■ Tarea asignada ■
Traduce al inglés esta oración de la reseña del disco: "Por supuesto, le salió otra cosa."

■ Fragmento del texto ■
=====
ART ROCK. John había descubierto la cocaína y en plena vorágine toxicómana parió este disco con la inestimable ayuda de Brian Eno a los sintetizadores y mandos y de Phil Manzanera a la guitarra. Él mismo se atrevió a punzarnos los nervios con su recién descubierta afición ampérica en un disco que trataba de continuar ese oasis irrepetible que había sido Paris 1919 (1973). Por supuesto, le salió otra cosa. Un artefacto mucho más autista y alambrado, en el que sobrevolaban todos sus fantasmas drogotas en sentencias como "el miedo es el mejor amigo del hombre" o en esa foto de portada en la que el artista aparece con una preocupante palidez espectral (por mucho que la foto hubiera sido convenientemente filtrada y trucada por el gran Keith Morris).
=====
■ Datos registrados ■
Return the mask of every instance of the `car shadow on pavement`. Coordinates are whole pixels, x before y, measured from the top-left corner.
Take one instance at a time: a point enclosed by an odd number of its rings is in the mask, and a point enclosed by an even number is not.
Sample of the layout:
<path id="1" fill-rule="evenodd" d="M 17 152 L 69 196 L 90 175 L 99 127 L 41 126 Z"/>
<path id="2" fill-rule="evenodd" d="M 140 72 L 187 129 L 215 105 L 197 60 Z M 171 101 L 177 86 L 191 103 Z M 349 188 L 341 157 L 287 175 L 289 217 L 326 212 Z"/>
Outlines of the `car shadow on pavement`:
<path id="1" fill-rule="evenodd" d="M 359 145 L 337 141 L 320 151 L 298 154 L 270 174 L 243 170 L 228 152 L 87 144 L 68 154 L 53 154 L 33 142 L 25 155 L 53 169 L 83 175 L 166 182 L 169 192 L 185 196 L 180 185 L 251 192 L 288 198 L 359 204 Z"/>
=====
■ Solución propuesta ■
Of course, it turned out to be something else.